The exercise: Update the records so that every "Report" reads "Answer", leaving everything else unchanged.

─── Task data

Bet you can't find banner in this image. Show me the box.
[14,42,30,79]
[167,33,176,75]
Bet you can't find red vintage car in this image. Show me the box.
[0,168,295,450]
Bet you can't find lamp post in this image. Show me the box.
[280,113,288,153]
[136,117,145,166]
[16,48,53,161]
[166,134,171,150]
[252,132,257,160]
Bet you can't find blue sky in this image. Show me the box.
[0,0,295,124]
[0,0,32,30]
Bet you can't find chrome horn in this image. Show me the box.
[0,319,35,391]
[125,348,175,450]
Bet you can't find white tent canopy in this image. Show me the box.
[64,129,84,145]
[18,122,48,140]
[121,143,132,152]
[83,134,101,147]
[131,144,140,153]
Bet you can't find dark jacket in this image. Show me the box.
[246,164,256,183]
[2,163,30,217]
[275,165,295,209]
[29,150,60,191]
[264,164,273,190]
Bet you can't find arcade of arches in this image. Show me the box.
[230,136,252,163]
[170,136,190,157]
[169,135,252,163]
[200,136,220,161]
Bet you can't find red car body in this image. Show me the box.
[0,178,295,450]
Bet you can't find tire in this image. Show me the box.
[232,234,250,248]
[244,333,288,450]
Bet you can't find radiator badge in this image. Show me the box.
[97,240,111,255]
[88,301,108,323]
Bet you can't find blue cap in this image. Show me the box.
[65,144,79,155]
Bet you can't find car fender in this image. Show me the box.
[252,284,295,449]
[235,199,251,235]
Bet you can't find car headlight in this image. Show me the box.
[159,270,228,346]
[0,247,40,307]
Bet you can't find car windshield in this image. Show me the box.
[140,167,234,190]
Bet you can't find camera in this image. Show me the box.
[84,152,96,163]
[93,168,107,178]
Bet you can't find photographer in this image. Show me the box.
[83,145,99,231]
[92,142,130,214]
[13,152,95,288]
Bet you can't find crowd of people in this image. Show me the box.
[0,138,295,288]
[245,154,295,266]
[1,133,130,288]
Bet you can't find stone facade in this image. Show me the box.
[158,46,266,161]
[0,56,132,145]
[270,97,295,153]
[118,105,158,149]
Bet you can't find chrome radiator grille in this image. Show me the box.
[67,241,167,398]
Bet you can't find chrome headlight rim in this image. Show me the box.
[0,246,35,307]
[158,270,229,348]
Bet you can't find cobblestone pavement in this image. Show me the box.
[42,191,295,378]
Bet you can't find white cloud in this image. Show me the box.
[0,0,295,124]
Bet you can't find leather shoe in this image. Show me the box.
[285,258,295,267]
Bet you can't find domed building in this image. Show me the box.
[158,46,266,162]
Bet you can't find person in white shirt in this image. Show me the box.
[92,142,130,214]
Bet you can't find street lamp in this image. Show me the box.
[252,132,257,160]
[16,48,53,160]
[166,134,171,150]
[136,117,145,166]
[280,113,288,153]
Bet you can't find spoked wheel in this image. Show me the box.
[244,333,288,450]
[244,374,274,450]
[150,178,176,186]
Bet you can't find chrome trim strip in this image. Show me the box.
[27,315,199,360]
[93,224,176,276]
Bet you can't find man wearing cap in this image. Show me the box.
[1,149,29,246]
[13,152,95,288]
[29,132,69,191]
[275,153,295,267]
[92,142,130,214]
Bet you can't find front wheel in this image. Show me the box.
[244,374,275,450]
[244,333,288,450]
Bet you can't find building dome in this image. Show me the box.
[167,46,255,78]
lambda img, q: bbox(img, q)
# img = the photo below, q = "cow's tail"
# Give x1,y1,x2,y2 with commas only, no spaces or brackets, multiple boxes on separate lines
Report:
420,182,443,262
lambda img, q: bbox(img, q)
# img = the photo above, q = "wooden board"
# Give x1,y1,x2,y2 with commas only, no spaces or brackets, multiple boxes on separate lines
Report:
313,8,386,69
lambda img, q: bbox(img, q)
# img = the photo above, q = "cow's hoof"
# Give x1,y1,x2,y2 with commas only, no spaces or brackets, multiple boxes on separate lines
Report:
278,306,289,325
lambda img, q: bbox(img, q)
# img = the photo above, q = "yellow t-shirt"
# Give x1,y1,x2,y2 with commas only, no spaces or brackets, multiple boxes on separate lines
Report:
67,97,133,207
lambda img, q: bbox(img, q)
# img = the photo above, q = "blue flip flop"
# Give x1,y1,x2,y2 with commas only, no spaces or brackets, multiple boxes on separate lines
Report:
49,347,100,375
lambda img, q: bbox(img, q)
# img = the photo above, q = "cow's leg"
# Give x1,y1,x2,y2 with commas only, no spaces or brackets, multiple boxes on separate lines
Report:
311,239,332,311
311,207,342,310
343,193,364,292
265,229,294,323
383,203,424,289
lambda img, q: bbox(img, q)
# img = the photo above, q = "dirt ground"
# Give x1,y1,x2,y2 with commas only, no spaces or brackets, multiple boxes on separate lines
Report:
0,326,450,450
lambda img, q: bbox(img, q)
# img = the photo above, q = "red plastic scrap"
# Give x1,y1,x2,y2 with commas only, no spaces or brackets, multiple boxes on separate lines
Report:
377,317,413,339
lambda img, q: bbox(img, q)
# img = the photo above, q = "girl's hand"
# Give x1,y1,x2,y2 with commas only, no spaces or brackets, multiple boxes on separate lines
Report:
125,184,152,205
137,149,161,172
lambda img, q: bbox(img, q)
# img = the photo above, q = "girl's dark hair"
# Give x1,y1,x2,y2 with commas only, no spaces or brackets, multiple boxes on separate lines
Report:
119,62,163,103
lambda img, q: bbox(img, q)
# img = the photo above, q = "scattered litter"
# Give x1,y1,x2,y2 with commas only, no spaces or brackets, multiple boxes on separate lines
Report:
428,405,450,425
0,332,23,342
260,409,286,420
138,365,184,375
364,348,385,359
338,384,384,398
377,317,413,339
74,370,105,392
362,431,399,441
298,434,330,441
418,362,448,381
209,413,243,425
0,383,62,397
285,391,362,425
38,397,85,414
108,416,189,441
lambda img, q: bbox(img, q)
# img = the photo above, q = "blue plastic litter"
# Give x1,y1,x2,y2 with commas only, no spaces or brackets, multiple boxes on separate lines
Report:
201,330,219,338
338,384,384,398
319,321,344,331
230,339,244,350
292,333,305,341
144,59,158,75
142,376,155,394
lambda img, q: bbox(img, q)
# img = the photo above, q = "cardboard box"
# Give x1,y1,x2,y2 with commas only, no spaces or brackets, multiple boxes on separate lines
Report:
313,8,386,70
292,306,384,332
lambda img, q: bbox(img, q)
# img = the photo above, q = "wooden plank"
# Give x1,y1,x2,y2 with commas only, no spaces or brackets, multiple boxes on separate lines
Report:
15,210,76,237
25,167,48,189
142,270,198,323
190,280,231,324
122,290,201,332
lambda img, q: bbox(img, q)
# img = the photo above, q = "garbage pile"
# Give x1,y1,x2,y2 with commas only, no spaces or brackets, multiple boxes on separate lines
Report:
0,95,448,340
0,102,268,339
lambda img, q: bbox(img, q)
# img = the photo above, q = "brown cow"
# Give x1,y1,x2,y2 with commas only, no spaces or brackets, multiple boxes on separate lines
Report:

──────

Reply:
Bet you can't find banner in this image. Show me the box.
[14,42,30,79]
[167,33,176,75]
Bet you can't find red vintage car in this image. Show me the box.
[0,168,295,450]
Bet you can't find lamp post in this image. Show me the box.
[280,113,288,153]
[136,117,145,166]
[16,48,53,161]
[166,134,171,150]
[252,132,257,160]
Bet you can't find blue sky in this image. Show me the box.
[0,0,295,124]
[0,0,32,30]
Bet you can't find chrome horn in this image. Show me the box.
[0,319,35,391]
[125,348,175,450]
Bet you can't find white tent canopy in this image. Show me the box.
[64,129,84,145]
[18,122,48,140]
[121,143,132,152]
[83,134,101,147]
[131,144,140,153]
Bet you can't find dark jacket in this image. Show me the box.
[246,164,256,183]
[2,163,30,217]
[275,165,295,209]
[29,150,60,191]
[264,164,273,190]
Bet you can't find arcade of arches in this image. Show me the box.
[230,136,252,163]
[170,136,190,157]
[169,135,252,163]
[200,136,220,161]
Bet you can't find red car body in this image. Show me the box.
[0,178,295,450]
Bet you can't find tire in this image. Show me the box.
[232,234,250,248]
[244,333,288,450]
Bet you can't find radiator badge in this image. Show me the box.
[97,240,111,255]
[88,301,108,323]
Bet you can't find blue cap in this image. Show me the box.
[65,144,79,155]
Bet you can't find car fender in this image. Show me the box.
[252,284,295,449]
[235,199,251,235]
Bet you can't find car headlight in this image. Show me the box.
[159,270,228,346]
[0,247,40,307]
Bet you can't find car windshield in this image. Show me the box.
[140,167,234,190]
Bet you can't find camera in this image. Show me the box.
[84,152,96,163]
[93,168,107,178]
Bet you can't find photographer in this image. Show me the box.
[83,145,99,231]
[92,142,130,214]
[13,152,95,288]
Bet you can't find crowd of people in this image. Show me the box.
[0,138,295,288]
[245,154,295,266]
[1,133,130,288]
Bet you can't find stone facade in this image. Show me the box.
[158,46,266,161]
[0,56,132,145]
[270,97,295,153]
[118,105,158,149]
Bet you can't find chrome radiator grille in this image. Show me the box.
[67,241,167,398]
Bet you can't find chrome headlight rim in this image. Show me the box.
[0,246,35,307]
[158,270,229,348]
Bet you can't find cobblestone pavement in this image. Show me the box.
[42,191,295,378]
Bet you can't find white cloud in this image. Show me the box.
[0,0,295,124]
Bet you can't find leather shoe in this image. Show me the box.
[285,258,295,267]
Bet you can't find domed building in this image. Show me the box.
[158,46,266,162]
Bet you can't find person in white shirt in this image. Show me the box.
[92,142,130,214]
Bet you can't find street lamp in this image. Show me the box.
[252,132,257,160]
[16,48,53,160]
[166,134,171,150]
[136,117,145,166]
[280,113,288,153]
Bet you can't find spoked wheel in this image. Show me the box.
[244,333,288,450]
[244,374,274,450]
[150,178,176,186]
Bet you can't find chrome trim strip in this image. Show me the box.
[27,315,199,360]
[93,224,176,276]
Bet you can't find man wearing cap in this image. Show me the box.
[1,149,29,246]
[13,152,95,288]
[29,132,69,191]
[275,153,295,267]
[92,142,130,214]
Bet you can't find front wheel in this image. Show me the box.
[244,374,275,450]
[244,333,288,450]
Bet you can't find building dome in this image. Show me the box.
[167,46,255,78]
lambda img, q: bbox(img, q)
# img = the photo below, q = "cow's tail"
# Give x1,y1,x2,y2 with commas only, no spaces or brackets, multiple boxes on separate lines
Answer:
420,182,443,262
lambda img, q: bbox(img, q)
# img = the photo above, q = "wooden board"
# Give x1,y1,x2,y2 with commas only, no spaces or brackets, multiple boxes on separate lines
Answer:
313,8,386,69
lambda img, q: bbox(img, q)
# img = the photo above, q = "cow's hoof"
# Give x1,y1,x2,y2 with commas only, no spaces or brackets, multiple boxes on separate lines
Answer:
278,306,289,325
lambda img, q: bbox(img, q)
# img = the photo above, q = "yellow t-shirt"
# Give x1,y1,x2,y2 with commas only, no spaces or brackets, multiple boxes on separate lines
Answer:
67,97,133,207
lambda img, q: bbox(img, q)
# img = the photo above, q = "blue flip flop"
# Give x1,y1,x2,y2 with commas only, no spaces or brackets, multiple boxes on separate lines
Answer:
49,347,100,375
lambda img, q: bbox(img, q)
# img = the photo above, q = "cow's leg"
# Give x1,y1,x2,y2 with commas only, no spaces or brackets, multiple boxes on separate lines
Answer:
311,239,332,311
311,207,342,310
343,193,364,292
265,229,294,323
383,203,424,289
lambda img, q: bbox(img, q)
# img = the photo above, q = "dirt ground"
# Give x1,y1,x2,y2 with commas only, no spaces or brackets, multiple boxes on separate lines
Answer:
0,326,450,450
lambda img, q: bbox(img, q)
# img = the photo above, q = "red plastic scrap"
# Give x1,y1,x2,y2 with commas only, no spaces or brackets, multiple boxes on separate lines
Answer:
377,317,413,339
lambda img, q: bbox(img, q)
# img = the photo above, q = "girl's hand"
# Give x1,y1,x2,y2 with commas only, no spaces or brackets, multiple boxes on separate lines
Answer:
125,184,152,205
137,149,161,172
lambda img, q: bbox(img, q)
# img = the photo above, q = "girl's dark hair"
# Give x1,y1,x2,y2 with commas only, no spaces or brackets, multiple boxes on separate lines
Answer:
119,62,163,103
lambda img, q: bbox(img, q)
# img = the photo above, q = "scattered litter"
# Give x1,y1,x2,y2 with commas only, no spaces or brackets, multiple boxes on separate lines
Answer:
428,405,450,425
0,332,23,342
260,409,286,420
138,365,184,375
364,348,385,359
338,384,384,398
377,317,413,339
74,370,105,392
362,431,399,441
298,434,330,441
418,362,448,381
209,413,243,425
0,383,62,397
285,391,362,425
38,397,85,414
108,416,189,441
lambda img, q: bbox(img, q)
# img = the photo above, q = "blue plastic litter"
# Give x1,y1,x2,y2 with commas only, no spaces or brackets, multiple boxes on separate lines
Answer:
201,330,219,338
338,384,384,398
319,321,344,331
230,339,244,350
292,333,305,341
144,59,158,75
142,376,155,394
lambda img, q: bbox(img, q)
# img = the photo above, q = "cardboard box"
# Give x1,y1,x2,y2 with commas only, no spaces or brackets, multiple boxes on separate lines
Answer:
313,8,386,70
292,306,384,332
lambda img, q: bbox(img, q)
# img = the photo above, q = "wooden plank"
# Give x1,y1,x2,y2 with commas only, no spaces or brackets, multiple boxes on separate lines
Answer:
15,210,76,237
25,167,48,189
142,270,198,323
190,280,231,324
122,290,201,332
lambda img, q: bbox(img, q)
# img = the photo above, q = "garbage pile"
# Give x1,y1,x2,y2 with commas only, no spaces or brackets, multiple boxes on separate lines
Answer:
0,95,448,340
0,102,268,339
lambda img, q: bbox(img, q)
# img = the photo above, q = "brown cow"
# Give x1,y1,x2,y2 with commas only, no spaces or brackets, multiple boxes on separate lines
Answer:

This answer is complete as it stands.